[BLOCO DE TEXTO]
>>>

Por um lado, a abertura ao “mais universal” é o resultado da irrupção daquele “não-lugar” no itinerário do peregrino. Por outro lado, a itinerância para o Absoluto “passa” por “lugares” concretos que vão orientando e preparando o peregrino em seu caminho para o “horizonte sempre maior”.

 

Este princípio é um “não-lugar”, algo que está mais além não só dos lugares concretos descritos e articulados pelo livro dos Exercícios, senão de “qualquer lugar” e que no livro é designado como “Princípio e Fundamento”. Viemos de Deus e caminhamos para Deus. Deus não é “lugar”, embora esteja presente em todos os lugares.

“Acredita-me, mulher, vem a hora em que nem neste monte nem em Jerusalém adorareis o Pai. Mas vem a hora – e é agora – em que os verdadeiros adoradores adorarão o Pai em espírito e verdade; pois tais são os adoradores que o Pai procura” (Jo. 4,21-23).

 

A trajetória de quem faz os Exercícios consistirá em assumir dito “não-lugar” na voz de seu desejo; “não-lugar” enquanto horizonte aberto e direção da própria peregrinação. Este movimento de subida, que pode ser lenta ou rápida, fácil ou difícil, suave ou dura, esperada ou inesperada, tranquila ou perturbada, se consegue através do “modo de proceder” que os Exercícios propõem. Este “não-lugar” que se manifesta na “voz do desejo” se encarna e se cristaliza numa eleição.

 

Resumindo: Os Exercícios Espirituais, com suas quatro semanas, supõem um desejo ou vontade que procede de “outro lugar”, um desejo ou uma vontade que se exercita (se prepara) e se manifesta em relação com uma série de regras e práticas que o texto oferece. O texto, pois, “espera o Outro” e não produz Sua presença. “Outro” que é Aquele em busca do qual o exercitante se põe em marcha. O texto marca com rupturas, lugares, silêncios... aquele lugar aberto que ele não preenche.

<<<

[DADOS EXIBIDOS]
>>>

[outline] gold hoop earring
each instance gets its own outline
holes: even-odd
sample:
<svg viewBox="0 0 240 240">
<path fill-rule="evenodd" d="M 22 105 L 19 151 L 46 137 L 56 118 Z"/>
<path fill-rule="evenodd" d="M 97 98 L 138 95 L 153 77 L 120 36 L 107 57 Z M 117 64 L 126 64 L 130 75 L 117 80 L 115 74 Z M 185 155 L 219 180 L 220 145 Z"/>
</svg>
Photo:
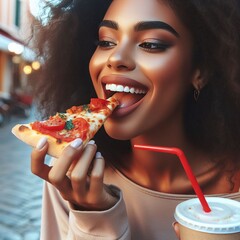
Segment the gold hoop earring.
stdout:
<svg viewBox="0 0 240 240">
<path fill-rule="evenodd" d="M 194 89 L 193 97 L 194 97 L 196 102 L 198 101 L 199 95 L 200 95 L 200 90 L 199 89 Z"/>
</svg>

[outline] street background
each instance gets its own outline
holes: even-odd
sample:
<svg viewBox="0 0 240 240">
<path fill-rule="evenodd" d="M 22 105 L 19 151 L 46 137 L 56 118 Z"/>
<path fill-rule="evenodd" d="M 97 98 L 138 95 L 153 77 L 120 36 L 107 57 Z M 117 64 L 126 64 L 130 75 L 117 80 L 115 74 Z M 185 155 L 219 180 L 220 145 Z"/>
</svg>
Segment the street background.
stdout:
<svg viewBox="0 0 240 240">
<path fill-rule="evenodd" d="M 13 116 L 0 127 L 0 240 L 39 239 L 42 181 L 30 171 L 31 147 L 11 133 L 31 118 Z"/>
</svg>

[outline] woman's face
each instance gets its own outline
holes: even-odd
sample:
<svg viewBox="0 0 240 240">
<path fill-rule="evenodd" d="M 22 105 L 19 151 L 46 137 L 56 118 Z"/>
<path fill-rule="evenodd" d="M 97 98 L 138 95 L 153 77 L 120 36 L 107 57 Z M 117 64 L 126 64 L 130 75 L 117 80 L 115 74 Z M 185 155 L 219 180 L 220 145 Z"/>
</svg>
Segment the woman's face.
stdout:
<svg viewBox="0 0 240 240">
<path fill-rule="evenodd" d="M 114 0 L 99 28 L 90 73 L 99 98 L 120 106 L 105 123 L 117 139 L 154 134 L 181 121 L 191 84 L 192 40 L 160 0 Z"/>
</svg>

<<<

[QUESTÕES PROPOSTAS]
1) Segundo o bloco de texto, que nome o livro dos Exercícios dá ao "não-lugar"?
2) Com base no bloco de texto, explique por que o texto dos Exercícios "espera o Outro" em vez de produzir Sua presença.
3) Transcreva, por favor, o trecho do bloco de texto entre "A trajetória de" e "cristaliza numa eleição.", inclusive.
Baseie-se somente no bloco de texto, sem recorrer aos dados.

[RESPOSTAS EM ORDEM]
1) "Princípio e Fundamento".

2) Os Exercícios Espirituais supõem um desejo ou vontade que procede de "outro lugar". O texto apenas oferece regras e práticas com as quais esse desejo se exercita e se manifesta. Por isso ele "espera o Outro" e não produz Sua presença.

3)
A trajetória de quem faz os Exercícios consistirá em assumir dito “não-lugar” na voz de seu desejo; “não-lugar” enquanto horizonte aberto e direção da própria peregrinação. Este movimento de subida, que pode ser lenta ou rápida, fácil ou difícil, suave ou dura, esperada ou inesperada, tranquila ou perturbada, se consegue através do “modo de proceder” que os Exercícios propõem. Este “não-lugar” que se manifesta na “voz do desejo” se encarna e se cristaliza numa eleição.